(Written request): Count the rows below that contain the string "grey", treating uppercase and lowercase letters as distinct. Reply with the number only.

++++ Listed records ++++

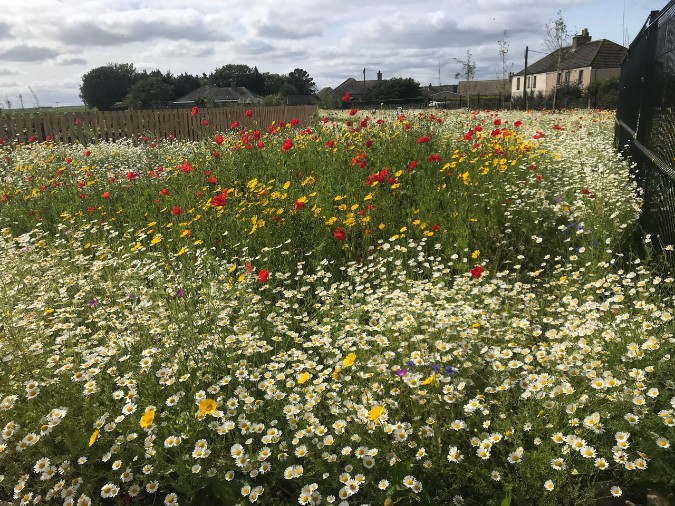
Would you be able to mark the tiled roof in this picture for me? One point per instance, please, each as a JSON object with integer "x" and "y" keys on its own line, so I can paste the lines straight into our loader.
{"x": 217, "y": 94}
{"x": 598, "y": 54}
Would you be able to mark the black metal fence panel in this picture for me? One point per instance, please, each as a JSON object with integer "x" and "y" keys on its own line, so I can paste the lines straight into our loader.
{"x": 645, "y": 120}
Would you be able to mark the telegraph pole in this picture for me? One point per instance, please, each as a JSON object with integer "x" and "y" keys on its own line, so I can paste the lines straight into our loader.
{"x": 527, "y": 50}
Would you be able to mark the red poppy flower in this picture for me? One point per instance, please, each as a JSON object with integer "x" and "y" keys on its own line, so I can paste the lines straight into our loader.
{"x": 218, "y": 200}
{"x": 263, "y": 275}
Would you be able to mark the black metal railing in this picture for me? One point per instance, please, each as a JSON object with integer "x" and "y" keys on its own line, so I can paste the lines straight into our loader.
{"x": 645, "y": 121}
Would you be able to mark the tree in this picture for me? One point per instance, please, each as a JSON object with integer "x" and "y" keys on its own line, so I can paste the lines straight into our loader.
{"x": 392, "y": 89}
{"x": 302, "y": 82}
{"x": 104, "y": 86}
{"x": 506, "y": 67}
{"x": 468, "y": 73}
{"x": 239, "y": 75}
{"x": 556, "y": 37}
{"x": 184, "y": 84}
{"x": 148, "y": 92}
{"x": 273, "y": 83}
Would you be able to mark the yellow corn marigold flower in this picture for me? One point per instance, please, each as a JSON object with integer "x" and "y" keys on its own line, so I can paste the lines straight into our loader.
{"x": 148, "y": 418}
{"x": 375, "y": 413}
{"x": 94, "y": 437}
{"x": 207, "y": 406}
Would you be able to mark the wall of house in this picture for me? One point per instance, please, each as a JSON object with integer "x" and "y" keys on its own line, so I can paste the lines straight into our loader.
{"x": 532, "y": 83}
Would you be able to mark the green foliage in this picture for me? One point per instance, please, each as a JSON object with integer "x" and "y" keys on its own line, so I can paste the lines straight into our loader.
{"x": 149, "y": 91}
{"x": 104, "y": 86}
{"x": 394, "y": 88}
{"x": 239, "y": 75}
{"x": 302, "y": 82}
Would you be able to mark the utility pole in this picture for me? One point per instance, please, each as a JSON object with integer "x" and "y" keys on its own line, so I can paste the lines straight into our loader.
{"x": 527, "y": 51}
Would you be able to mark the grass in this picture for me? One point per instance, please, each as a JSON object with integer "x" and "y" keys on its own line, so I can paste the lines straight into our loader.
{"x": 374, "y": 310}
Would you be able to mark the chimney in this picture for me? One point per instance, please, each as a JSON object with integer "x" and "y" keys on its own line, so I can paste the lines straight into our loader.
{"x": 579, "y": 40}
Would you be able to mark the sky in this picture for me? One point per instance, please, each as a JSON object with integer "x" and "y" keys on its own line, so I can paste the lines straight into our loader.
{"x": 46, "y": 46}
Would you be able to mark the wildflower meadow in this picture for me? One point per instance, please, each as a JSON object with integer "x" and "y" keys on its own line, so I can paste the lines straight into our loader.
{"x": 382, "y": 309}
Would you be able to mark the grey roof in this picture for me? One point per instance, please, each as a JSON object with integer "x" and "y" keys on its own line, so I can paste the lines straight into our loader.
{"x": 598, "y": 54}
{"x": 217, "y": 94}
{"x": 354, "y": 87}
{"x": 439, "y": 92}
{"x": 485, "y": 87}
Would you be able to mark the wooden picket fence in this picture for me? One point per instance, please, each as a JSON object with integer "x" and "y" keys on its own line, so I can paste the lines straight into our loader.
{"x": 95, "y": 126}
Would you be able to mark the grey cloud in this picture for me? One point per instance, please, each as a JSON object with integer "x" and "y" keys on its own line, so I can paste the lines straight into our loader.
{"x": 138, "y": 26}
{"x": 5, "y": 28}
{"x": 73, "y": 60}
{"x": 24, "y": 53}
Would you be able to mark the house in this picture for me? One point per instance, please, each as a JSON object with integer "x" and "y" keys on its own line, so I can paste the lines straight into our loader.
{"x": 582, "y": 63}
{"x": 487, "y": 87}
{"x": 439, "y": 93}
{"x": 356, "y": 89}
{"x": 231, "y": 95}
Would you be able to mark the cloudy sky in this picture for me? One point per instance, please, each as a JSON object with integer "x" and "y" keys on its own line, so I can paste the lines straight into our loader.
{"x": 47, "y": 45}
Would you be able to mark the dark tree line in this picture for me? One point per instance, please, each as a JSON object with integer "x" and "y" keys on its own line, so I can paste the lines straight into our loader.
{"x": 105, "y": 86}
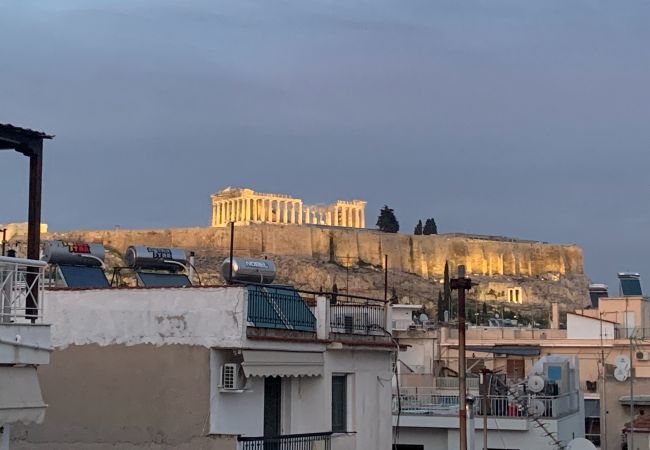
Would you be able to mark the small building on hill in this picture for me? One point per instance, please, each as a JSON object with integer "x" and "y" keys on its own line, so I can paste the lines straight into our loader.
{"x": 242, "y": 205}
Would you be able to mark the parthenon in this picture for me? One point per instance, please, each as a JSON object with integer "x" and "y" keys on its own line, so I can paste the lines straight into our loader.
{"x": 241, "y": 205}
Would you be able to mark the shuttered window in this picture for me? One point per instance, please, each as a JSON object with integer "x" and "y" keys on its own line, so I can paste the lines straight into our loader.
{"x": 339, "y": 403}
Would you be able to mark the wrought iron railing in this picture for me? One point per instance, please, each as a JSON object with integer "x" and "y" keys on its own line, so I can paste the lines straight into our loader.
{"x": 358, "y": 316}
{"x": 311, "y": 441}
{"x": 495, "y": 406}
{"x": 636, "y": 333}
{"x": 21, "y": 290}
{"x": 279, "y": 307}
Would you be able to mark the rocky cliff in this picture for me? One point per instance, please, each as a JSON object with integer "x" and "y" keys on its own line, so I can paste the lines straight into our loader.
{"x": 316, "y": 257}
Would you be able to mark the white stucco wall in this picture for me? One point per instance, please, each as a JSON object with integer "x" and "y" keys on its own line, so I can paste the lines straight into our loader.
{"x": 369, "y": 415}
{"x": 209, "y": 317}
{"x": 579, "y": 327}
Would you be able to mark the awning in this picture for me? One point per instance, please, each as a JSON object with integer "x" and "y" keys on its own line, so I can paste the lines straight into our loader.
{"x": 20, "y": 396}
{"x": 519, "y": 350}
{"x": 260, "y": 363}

++++
++++ Listed records ++++

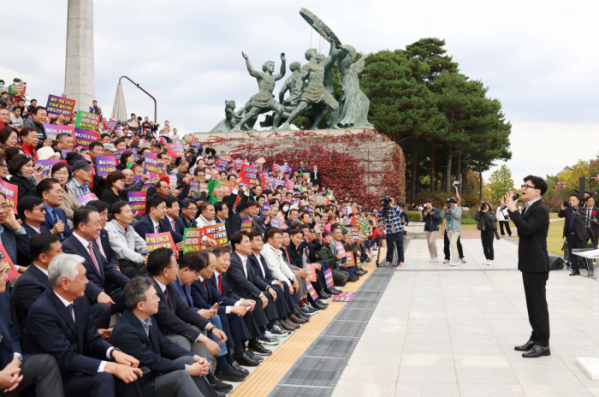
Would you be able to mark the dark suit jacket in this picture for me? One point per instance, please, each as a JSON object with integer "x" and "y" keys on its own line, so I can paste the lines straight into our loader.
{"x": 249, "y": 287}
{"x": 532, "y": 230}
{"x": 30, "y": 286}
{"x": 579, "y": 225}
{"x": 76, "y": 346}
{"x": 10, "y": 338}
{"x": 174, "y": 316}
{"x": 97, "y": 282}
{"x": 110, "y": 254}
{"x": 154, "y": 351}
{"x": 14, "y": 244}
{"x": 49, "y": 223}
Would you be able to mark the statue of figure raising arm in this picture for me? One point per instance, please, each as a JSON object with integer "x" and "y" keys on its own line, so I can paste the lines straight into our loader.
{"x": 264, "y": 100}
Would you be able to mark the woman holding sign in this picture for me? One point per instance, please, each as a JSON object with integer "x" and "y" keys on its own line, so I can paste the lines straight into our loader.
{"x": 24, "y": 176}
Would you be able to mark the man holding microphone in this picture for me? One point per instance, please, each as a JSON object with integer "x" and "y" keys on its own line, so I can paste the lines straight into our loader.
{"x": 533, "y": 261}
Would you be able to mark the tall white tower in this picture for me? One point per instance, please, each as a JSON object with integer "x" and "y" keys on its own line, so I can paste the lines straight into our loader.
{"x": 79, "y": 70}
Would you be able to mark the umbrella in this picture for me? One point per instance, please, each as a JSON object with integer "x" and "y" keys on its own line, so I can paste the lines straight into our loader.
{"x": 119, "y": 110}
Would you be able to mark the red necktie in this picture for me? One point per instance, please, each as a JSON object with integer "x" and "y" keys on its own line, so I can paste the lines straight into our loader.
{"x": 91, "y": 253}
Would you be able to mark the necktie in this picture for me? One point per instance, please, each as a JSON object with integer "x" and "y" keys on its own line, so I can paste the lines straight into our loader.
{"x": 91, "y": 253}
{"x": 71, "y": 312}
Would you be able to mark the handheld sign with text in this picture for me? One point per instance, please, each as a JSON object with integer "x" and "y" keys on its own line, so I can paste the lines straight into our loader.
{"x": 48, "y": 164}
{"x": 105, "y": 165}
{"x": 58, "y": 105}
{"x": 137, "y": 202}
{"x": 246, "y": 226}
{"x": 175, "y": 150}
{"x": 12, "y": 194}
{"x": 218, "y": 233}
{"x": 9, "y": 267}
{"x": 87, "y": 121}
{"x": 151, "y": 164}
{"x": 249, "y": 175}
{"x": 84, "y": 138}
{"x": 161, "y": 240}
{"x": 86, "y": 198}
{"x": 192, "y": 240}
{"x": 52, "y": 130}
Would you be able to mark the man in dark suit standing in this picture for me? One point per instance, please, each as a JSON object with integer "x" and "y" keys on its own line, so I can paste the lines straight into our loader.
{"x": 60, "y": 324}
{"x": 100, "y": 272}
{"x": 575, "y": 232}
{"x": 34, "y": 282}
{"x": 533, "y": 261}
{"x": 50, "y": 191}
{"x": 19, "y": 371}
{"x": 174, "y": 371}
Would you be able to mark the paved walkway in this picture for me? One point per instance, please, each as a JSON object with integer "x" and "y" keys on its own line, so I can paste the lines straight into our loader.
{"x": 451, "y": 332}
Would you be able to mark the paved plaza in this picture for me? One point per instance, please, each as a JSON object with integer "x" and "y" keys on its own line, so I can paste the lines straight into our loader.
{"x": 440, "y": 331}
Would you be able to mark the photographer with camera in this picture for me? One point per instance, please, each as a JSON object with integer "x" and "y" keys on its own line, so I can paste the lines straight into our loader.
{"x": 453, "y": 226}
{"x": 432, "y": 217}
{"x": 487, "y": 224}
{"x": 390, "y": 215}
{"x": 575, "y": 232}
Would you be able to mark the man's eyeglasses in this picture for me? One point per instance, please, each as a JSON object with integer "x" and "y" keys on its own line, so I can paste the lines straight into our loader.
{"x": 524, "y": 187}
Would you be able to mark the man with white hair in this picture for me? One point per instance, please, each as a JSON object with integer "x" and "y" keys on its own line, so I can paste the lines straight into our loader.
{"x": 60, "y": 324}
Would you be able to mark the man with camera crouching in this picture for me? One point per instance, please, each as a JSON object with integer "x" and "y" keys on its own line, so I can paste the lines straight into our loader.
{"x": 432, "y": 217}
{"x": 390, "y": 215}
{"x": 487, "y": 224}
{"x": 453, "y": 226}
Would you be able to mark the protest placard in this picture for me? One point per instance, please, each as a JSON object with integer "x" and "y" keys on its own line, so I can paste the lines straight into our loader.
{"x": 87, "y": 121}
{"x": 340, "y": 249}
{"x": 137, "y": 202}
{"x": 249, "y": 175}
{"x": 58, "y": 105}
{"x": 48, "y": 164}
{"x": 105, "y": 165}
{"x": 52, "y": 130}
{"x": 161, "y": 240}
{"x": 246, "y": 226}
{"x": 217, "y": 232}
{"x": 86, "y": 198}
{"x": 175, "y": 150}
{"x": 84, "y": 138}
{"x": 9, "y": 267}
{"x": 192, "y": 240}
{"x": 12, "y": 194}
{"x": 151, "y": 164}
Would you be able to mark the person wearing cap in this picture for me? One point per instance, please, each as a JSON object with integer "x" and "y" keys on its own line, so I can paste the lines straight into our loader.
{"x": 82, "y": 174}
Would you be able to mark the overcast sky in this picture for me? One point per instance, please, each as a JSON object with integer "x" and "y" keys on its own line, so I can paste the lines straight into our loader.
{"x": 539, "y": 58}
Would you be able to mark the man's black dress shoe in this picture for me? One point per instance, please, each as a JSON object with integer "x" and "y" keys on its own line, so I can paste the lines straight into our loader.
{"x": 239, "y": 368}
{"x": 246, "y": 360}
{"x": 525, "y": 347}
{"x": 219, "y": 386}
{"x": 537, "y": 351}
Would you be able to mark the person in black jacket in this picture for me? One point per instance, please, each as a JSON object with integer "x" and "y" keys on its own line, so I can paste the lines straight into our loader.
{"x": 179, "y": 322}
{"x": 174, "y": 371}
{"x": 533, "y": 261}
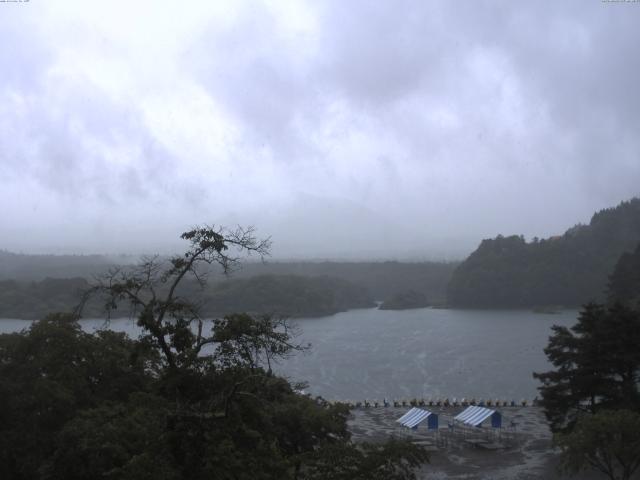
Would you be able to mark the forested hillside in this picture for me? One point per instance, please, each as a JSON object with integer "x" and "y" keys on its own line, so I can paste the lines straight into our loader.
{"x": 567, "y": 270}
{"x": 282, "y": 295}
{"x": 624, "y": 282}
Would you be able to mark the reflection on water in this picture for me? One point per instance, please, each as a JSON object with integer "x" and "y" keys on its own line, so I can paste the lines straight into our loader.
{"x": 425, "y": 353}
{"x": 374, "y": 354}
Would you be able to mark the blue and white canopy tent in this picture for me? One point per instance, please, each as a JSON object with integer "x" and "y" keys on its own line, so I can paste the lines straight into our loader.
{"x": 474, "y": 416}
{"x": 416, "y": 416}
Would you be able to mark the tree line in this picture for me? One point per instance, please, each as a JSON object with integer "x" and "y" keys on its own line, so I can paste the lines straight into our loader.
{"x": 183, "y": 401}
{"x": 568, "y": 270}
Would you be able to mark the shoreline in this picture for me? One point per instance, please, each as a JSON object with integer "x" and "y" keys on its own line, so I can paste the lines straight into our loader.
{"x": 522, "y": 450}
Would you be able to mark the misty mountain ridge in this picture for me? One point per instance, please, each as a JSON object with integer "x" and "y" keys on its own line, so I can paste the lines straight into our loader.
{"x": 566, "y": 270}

++++

(Task response): 2